**DESCRIPTION OF THE TASK**.
From the rows below, pull out each line that contains the word "podium" and copy it unchanged.

**DATA PROVIDED**.
______
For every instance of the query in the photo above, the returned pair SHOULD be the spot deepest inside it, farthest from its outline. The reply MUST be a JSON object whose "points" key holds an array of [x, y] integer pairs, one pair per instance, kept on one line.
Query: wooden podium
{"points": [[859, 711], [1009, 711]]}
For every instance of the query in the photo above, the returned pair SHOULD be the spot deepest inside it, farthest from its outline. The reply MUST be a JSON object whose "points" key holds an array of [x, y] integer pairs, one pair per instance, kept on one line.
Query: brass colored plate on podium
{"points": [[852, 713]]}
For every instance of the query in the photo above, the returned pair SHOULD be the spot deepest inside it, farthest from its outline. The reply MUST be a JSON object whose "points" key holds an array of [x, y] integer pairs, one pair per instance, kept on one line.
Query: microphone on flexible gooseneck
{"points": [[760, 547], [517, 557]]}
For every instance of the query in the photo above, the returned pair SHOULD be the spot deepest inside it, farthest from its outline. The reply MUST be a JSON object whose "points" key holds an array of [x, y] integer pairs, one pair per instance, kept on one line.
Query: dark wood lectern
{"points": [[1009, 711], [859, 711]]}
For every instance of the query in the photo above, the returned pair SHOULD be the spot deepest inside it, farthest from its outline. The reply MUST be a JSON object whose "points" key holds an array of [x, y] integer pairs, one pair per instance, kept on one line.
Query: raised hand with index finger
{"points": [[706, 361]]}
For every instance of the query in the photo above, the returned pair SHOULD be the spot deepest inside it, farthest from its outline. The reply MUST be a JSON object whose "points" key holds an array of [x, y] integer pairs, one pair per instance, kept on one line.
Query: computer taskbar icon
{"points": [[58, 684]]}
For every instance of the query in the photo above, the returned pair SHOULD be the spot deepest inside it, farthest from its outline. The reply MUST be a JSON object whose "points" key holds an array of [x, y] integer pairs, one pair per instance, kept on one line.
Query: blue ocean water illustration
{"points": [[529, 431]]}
______
**OUTPUT**.
Query: wooden podium
Query: brass colored plate on podium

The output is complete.